What is being asked: In the material below, find the line containing "[indicate] curb (a" and the line containing "[indicate] white stucco", then reproduce exactly both of them and every line between, and nothing else.

━━ Source records

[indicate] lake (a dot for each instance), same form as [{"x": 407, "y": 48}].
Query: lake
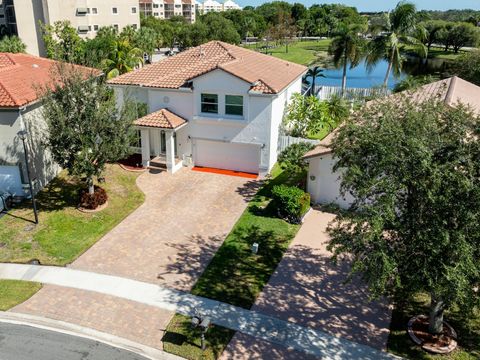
[{"x": 359, "y": 77}]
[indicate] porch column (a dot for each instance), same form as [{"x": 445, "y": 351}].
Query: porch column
[
  {"x": 170, "y": 145},
  {"x": 145, "y": 138}
]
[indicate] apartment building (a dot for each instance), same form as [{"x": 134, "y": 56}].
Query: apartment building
[
  {"x": 166, "y": 9},
  {"x": 23, "y": 17},
  {"x": 215, "y": 6}
]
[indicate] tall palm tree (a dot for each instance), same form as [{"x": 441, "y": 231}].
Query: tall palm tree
[
  {"x": 400, "y": 28},
  {"x": 347, "y": 47},
  {"x": 314, "y": 72},
  {"x": 123, "y": 58}
]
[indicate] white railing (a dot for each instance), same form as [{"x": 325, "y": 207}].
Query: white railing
[
  {"x": 285, "y": 141},
  {"x": 327, "y": 92}
]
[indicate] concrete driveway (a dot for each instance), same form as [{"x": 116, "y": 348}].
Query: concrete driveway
[
  {"x": 169, "y": 240},
  {"x": 309, "y": 290}
]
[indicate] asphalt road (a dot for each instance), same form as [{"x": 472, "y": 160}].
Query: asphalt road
[{"x": 21, "y": 342}]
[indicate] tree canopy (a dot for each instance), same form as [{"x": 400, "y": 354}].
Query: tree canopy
[{"x": 413, "y": 170}]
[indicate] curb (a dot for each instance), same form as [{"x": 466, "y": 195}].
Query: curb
[{"x": 87, "y": 333}]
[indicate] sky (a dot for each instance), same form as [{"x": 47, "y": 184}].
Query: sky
[{"x": 380, "y": 5}]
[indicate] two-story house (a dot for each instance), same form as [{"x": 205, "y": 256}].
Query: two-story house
[{"x": 216, "y": 105}]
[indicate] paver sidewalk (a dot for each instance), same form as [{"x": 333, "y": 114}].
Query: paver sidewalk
[
  {"x": 248, "y": 322},
  {"x": 168, "y": 240},
  {"x": 309, "y": 290}
]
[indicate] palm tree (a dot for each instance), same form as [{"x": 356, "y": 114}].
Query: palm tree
[
  {"x": 314, "y": 72},
  {"x": 347, "y": 48},
  {"x": 123, "y": 58},
  {"x": 400, "y": 28}
]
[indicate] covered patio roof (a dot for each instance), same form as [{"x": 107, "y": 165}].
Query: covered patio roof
[{"x": 162, "y": 119}]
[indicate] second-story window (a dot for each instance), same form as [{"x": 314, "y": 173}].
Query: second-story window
[
  {"x": 234, "y": 105},
  {"x": 210, "y": 103}
]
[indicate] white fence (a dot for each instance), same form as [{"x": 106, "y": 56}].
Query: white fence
[
  {"x": 285, "y": 141},
  {"x": 327, "y": 92}
]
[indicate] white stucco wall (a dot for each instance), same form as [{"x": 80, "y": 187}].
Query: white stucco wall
[
  {"x": 257, "y": 127},
  {"x": 325, "y": 186},
  {"x": 42, "y": 167}
]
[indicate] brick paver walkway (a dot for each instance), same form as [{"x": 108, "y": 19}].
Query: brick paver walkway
[
  {"x": 169, "y": 240},
  {"x": 307, "y": 289}
]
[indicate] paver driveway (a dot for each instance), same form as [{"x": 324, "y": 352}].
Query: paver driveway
[
  {"x": 309, "y": 290},
  {"x": 169, "y": 240}
]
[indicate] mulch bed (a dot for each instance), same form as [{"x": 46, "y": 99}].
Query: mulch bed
[
  {"x": 440, "y": 344},
  {"x": 132, "y": 163}
]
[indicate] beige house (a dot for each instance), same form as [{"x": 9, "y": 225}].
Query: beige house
[
  {"x": 87, "y": 16},
  {"x": 324, "y": 183},
  {"x": 21, "y": 110},
  {"x": 166, "y": 9}
]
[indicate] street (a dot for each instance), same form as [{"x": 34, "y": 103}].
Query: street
[{"x": 21, "y": 342}]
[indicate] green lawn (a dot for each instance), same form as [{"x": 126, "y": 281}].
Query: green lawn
[
  {"x": 63, "y": 232},
  {"x": 301, "y": 52},
  {"x": 468, "y": 331},
  {"x": 235, "y": 275},
  {"x": 15, "y": 292}
]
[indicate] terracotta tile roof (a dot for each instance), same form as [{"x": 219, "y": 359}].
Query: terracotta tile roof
[
  {"x": 273, "y": 74},
  {"x": 451, "y": 91},
  {"x": 163, "y": 119},
  {"x": 20, "y": 77}
]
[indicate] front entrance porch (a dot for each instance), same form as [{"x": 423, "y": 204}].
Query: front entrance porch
[{"x": 158, "y": 139}]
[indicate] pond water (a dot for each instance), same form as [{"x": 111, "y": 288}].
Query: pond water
[{"x": 359, "y": 77}]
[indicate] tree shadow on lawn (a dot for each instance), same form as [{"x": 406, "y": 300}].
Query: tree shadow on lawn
[{"x": 236, "y": 275}]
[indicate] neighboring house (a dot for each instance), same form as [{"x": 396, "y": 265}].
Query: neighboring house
[
  {"x": 87, "y": 17},
  {"x": 215, "y": 6},
  {"x": 324, "y": 183},
  {"x": 216, "y": 105},
  {"x": 166, "y": 9},
  {"x": 21, "y": 75}
]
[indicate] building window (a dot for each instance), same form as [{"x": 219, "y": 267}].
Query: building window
[
  {"x": 210, "y": 103},
  {"x": 234, "y": 105}
]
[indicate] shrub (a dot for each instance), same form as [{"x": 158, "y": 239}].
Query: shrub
[
  {"x": 91, "y": 202},
  {"x": 292, "y": 202},
  {"x": 291, "y": 159}
]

━━━━

Problem solution:
[indicate] curb (a dot for each instance), same form as [{"x": 466, "y": 195}].
Query: curb
[{"x": 87, "y": 333}]
[indicate] sky (a dot for each instance), same form as [{"x": 47, "y": 184}].
Query: sky
[{"x": 380, "y": 5}]
[indicate] two-story house (a dot for each instance), same form as [{"x": 205, "y": 256}].
Query: two-story house
[{"x": 216, "y": 105}]
[indicate] paver sidewalk (a dot for each instance), same form as [{"x": 333, "y": 114}].
Query: paver sidewalk
[
  {"x": 248, "y": 322},
  {"x": 168, "y": 240},
  {"x": 309, "y": 290}
]
[indicate] palm tree (a dot for each instance), same form as [{"x": 356, "y": 114}].
Query: palm tree
[
  {"x": 314, "y": 72},
  {"x": 347, "y": 48},
  {"x": 123, "y": 58},
  {"x": 400, "y": 28}
]
[indicate] covered patio roof (a dot for each instance), same form as [{"x": 107, "y": 165}].
Query: covered patio roof
[{"x": 162, "y": 119}]
[indicate] second-story window (a dot for each instance), same form as [{"x": 314, "y": 173}].
Query: second-story window
[
  {"x": 234, "y": 105},
  {"x": 210, "y": 103}
]
[indicate] white fence (a dot for each instance), same form as [{"x": 106, "y": 56}].
Query: white fence
[
  {"x": 285, "y": 141},
  {"x": 327, "y": 92}
]
[indicate] white stucco wall (a dot for each instance), same form as [{"x": 80, "y": 187}].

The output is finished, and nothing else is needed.